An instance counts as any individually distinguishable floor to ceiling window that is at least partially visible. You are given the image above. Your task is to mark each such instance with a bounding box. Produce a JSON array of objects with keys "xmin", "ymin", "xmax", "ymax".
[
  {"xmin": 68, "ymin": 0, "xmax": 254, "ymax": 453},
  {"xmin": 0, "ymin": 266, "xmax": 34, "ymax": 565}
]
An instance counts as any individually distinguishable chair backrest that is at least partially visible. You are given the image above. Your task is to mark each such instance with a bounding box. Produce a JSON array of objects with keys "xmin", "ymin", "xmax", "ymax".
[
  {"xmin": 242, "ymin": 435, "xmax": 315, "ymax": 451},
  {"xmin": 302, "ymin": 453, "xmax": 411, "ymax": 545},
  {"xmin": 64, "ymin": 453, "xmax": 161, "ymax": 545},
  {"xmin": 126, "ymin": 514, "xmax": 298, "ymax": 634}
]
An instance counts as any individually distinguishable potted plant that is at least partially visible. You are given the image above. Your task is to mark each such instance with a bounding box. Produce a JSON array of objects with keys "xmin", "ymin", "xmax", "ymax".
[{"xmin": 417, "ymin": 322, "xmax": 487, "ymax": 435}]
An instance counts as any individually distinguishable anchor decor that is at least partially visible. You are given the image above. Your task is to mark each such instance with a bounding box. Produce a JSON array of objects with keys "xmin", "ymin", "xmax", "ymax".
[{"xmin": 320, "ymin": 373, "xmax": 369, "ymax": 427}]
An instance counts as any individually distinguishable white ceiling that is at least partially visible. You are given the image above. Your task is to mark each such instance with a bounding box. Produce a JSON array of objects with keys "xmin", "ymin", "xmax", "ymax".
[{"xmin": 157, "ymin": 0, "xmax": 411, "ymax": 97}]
=====
DESCRIPTION OF THE TASK
Recast every line of the material above as a JSON list of strings, one string per line, with blank lines left out.

WORKED ANSWER
[
  "An instance counts as any individually distinguishable floor to ceiling window that is at least partially visible. You are given the image above. Your task is to mark each such instance with a bounding box. Produce a JSON array of objects with keys \"xmin\", \"ymin\", \"xmax\", \"ymax\".",
  "[",
  "  {\"xmin\": 68, \"ymin\": 0, \"xmax\": 254, \"ymax\": 453},",
  "  {\"xmin\": 0, \"ymin\": 266, \"xmax\": 34, \"ymax\": 565}",
  "]",
  "An instance counts as any individually distinguishable chair backrest that is at least partially visible. You are given the image above. Your task is to mark each such instance with a bounding box. Produce a JSON array of objects with keys \"xmin\", \"ymin\", \"xmax\", \"ymax\".",
  "[",
  "  {\"xmin\": 242, \"ymin\": 435, \"xmax\": 315, \"ymax\": 451},",
  "  {\"xmin\": 302, \"ymin\": 453, \"xmax\": 411, \"ymax\": 545},",
  "  {\"xmin\": 64, \"ymin\": 453, \"xmax\": 161, \"ymax\": 545},",
  "  {\"xmin\": 126, \"ymin\": 514, \"xmax\": 298, \"ymax\": 634}",
  "]",
  "An instance counts as any individually distinguishable potted plant that is at least partially visible. You are given the image above. Your task is to mark each such instance with a bounding box. Produce a JSON array of objects with keys \"xmin\", \"ymin\", \"xmax\", \"ymax\".",
  "[{\"xmin\": 417, \"ymin\": 322, \"xmax\": 487, \"ymax\": 435}]",
  "An instance counts as any individually distinguishable anchor decor that is at least partially visible. You are given the image above. Your task is to mark each such instance with a bounding box. Produce a JSON array of objects with keys \"xmin\", \"ymin\", \"xmax\", \"ymax\".",
  "[{\"xmin\": 320, \"ymin\": 373, \"xmax\": 369, \"ymax\": 427}]",
  "An instance counts as any individually distinguishable white ceiling that is at least partially visible. You are given the image above. Your task is to mark each such instance with a bounding box. Produce a JSON array of objects with keys \"xmin\", \"ymin\", \"xmax\", \"ymax\".",
  "[{\"xmin\": 157, \"ymin\": 0, \"xmax\": 411, \"ymax\": 97}]"
]